## Exercise
Leave the pictures out, and retype all of the material exactly as written.

===== Dataset extract =====

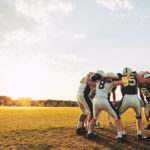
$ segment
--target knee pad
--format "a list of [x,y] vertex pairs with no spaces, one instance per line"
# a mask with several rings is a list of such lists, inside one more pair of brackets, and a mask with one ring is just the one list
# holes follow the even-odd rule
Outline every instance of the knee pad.
[[136,119],[142,119],[141,114],[140,114],[140,116],[136,116]]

=====

## Reply to the exercise
$ segment
--target knee pad
--format "a list of [x,y] vertex pairs with no spaces, one instance per line"
# a mask with several rings is a list of such lists, inside one more pair of brackets, and a mask with one ring is just the one list
# holes follow the even-odd rule
Outline every instance of the knee pad.
[[136,119],[142,119],[141,114],[140,114],[140,116],[136,116]]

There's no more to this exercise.